[Problem to solve] Please lay out, as a Markdown table with the columns No. and Line, the lines from the one containing "like [244, 127]." through the end of the rows, inclusive. Number each line and leave out blank lines.
### Task inputs
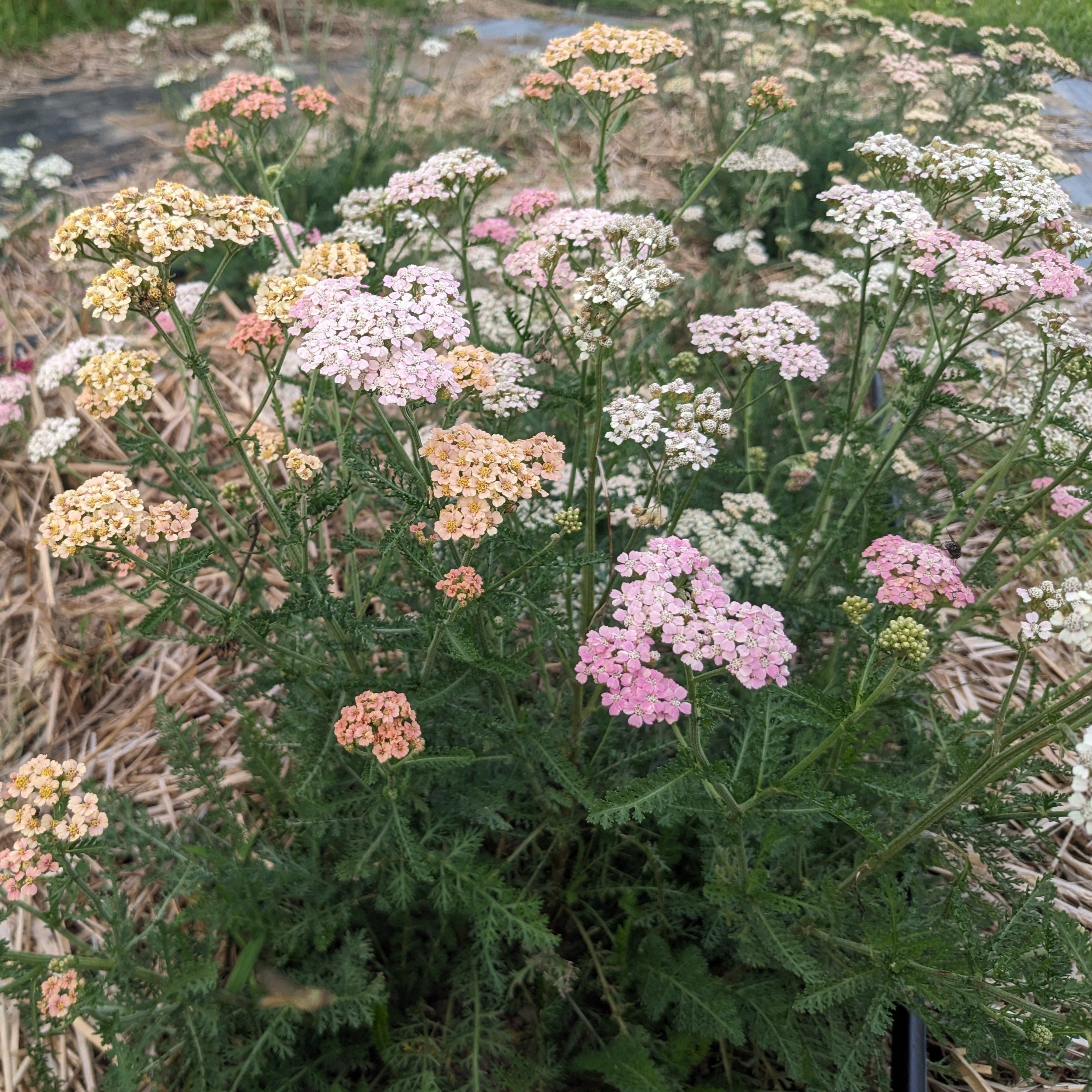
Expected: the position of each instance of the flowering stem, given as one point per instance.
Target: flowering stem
(1003, 709)
(696, 192)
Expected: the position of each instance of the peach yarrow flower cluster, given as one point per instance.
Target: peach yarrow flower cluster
(385, 722)
(461, 585)
(913, 574)
(59, 994)
(115, 379)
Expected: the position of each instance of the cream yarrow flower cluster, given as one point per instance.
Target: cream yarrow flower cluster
(115, 379)
(303, 466)
(124, 285)
(104, 510)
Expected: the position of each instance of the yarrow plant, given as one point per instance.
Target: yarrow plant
(587, 567)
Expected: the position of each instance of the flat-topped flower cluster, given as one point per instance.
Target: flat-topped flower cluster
(677, 601)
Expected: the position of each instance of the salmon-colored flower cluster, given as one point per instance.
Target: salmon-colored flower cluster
(22, 866)
(770, 94)
(104, 510)
(461, 585)
(614, 83)
(472, 366)
(172, 520)
(606, 44)
(483, 470)
(315, 101)
(385, 722)
(115, 379)
(59, 993)
(236, 87)
(208, 136)
(254, 332)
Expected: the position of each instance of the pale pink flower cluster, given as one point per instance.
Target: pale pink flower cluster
(912, 574)
(172, 520)
(614, 83)
(461, 585)
(528, 204)
(980, 270)
(385, 722)
(46, 783)
(883, 218)
(1063, 503)
(22, 866)
(1056, 275)
(483, 470)
(910, 72)
(59, 994)
(254, 332)
(928, 247)
(496, 230)
(678, 602)
(375, 342)
(779, 334)
(14, 388)
(443, 177)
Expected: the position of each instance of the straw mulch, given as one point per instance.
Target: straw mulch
(73, 681)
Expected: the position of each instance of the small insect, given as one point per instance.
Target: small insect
(283, 993)
(955, 551)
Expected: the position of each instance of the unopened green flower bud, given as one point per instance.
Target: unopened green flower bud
(905, 639)
(685, 364)
(569, 520)
(855, 608)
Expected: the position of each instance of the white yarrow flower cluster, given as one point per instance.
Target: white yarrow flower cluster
(55, 368)
(633, 418)
(51, 437)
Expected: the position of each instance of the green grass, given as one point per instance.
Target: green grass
(1068, 23)
(28, 23)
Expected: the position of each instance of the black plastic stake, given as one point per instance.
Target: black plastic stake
(909, 1063)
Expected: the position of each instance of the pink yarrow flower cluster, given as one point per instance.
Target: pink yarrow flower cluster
(529, 204)
(59, 994)
(484, 471)
(376, 342)
(14, 388)
(1063, 503)
(496, 230)
(677, 601)
(461, 585)
(383, 721)
(779, 333)
(913, 574)
(22, 866)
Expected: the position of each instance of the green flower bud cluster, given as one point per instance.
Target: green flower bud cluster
(905, 639)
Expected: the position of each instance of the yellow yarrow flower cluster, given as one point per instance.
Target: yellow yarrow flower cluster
(608, 46)
(105, 510)
(327, 260)
(111, 380)
(171, 219)
(277, 294)
(125, 285)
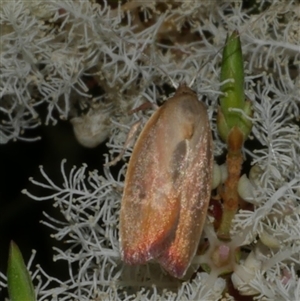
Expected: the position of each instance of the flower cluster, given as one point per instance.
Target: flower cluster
(130, 50)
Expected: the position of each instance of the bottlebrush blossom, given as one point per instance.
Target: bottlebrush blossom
(130, 50)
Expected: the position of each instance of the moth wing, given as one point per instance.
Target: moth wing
(194, 186)
(150, 204)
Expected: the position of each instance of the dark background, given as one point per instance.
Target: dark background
(19, 215)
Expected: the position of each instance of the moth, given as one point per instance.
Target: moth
(168, 185)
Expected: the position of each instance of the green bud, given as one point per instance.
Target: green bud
(234, 97)
(20, 287)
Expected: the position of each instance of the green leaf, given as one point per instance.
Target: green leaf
(20, 287)
(234, 98)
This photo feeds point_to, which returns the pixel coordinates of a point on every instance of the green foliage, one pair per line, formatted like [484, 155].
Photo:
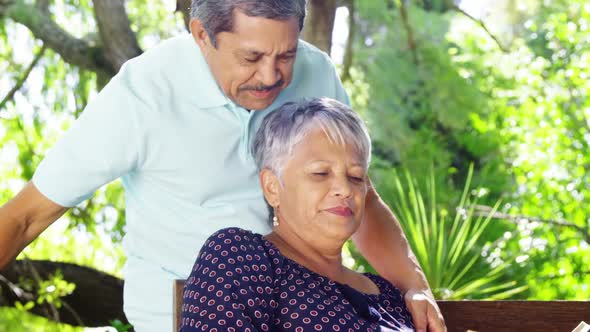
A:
[18, 319]
[450, 249]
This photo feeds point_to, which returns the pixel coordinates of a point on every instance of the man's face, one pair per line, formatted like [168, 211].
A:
[253, 63]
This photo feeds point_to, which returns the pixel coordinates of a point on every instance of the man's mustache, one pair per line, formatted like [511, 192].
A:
[262, 87]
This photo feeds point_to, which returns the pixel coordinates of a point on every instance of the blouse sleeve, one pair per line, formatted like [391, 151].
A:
[230, 287]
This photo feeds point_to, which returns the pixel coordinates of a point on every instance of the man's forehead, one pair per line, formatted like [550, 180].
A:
[252, 50]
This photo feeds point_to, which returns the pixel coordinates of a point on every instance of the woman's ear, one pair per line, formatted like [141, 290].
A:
[270, 187]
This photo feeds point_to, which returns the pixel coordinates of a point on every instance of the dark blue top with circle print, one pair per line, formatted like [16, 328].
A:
[241, 282]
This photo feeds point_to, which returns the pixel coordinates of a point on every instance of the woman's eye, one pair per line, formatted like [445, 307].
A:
[287, 58]
[356, 179]
[320, 174]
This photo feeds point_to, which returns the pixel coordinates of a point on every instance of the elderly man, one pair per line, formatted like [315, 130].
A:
[175, 124]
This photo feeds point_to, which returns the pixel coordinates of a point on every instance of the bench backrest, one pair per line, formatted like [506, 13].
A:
[482, 316]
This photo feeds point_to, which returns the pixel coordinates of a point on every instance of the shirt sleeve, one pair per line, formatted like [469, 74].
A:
[230, 287]
[103, 144]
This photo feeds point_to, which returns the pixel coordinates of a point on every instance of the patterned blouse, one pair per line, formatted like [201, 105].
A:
[241, 282]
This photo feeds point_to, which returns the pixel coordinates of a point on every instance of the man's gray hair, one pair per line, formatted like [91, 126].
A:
[218, 15]
[281, 130]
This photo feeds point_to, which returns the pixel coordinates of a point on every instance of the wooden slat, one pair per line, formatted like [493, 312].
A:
[487, 316]
[500, 316]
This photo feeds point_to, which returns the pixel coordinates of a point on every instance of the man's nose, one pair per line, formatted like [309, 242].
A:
[268, 72]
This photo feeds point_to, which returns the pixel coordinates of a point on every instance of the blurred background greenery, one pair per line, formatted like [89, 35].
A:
[478, 109]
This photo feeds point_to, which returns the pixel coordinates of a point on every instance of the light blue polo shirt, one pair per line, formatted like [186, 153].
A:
[181, 148]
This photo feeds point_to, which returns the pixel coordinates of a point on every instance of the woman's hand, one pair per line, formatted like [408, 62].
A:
[425, 311]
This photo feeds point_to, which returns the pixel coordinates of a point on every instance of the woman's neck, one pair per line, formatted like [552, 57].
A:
[326, 260]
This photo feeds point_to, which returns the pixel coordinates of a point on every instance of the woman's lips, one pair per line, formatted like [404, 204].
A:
[341, 211]
[262, 94]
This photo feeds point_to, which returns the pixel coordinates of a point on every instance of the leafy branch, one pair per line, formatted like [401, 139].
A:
[22, 79]
[479, 22]
[482, 210]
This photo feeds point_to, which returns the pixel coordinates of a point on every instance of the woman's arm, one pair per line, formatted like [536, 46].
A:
[382, 241]
[224, 291]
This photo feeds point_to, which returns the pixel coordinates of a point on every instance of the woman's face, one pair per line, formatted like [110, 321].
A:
[322, 197]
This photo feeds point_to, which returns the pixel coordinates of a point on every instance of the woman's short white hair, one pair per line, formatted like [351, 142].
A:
[282, 129]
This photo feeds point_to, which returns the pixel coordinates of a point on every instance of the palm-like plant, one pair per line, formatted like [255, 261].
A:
[449, 248]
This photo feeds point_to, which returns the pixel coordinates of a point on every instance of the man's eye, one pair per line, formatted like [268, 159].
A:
[356, 179]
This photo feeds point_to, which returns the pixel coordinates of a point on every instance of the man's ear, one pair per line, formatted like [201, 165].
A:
[199, 33]
[270, 187]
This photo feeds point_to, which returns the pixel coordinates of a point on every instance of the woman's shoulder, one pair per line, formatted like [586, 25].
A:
[386, 288]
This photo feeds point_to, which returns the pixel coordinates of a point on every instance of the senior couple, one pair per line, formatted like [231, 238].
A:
[177, 124]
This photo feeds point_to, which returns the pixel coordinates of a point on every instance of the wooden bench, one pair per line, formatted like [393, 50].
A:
[484, 316]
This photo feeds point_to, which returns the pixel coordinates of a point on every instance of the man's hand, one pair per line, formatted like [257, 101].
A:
[425, 311]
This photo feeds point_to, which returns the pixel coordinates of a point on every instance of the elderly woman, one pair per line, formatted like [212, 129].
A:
[313, 158]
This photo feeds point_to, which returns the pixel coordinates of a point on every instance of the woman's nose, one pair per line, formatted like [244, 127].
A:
[341, 187]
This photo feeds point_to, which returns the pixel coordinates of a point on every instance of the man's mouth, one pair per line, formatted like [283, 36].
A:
######
[Solution]
| No. | Line |
|---|---|
| 1 | This photo feeds point_to, which returns the pixel coordinates of a point on every instance of the woman's nose, one pair per line, formatted like [244, 127]. |
| 2 | A: |
| 3 | [341, 187] |
| 4 | This photo feeds point_to, which returns the pixel coordinates of a point on every instance of the man's mouth, one pair per line, formatted like [283, 36]. |
| 5 | A: |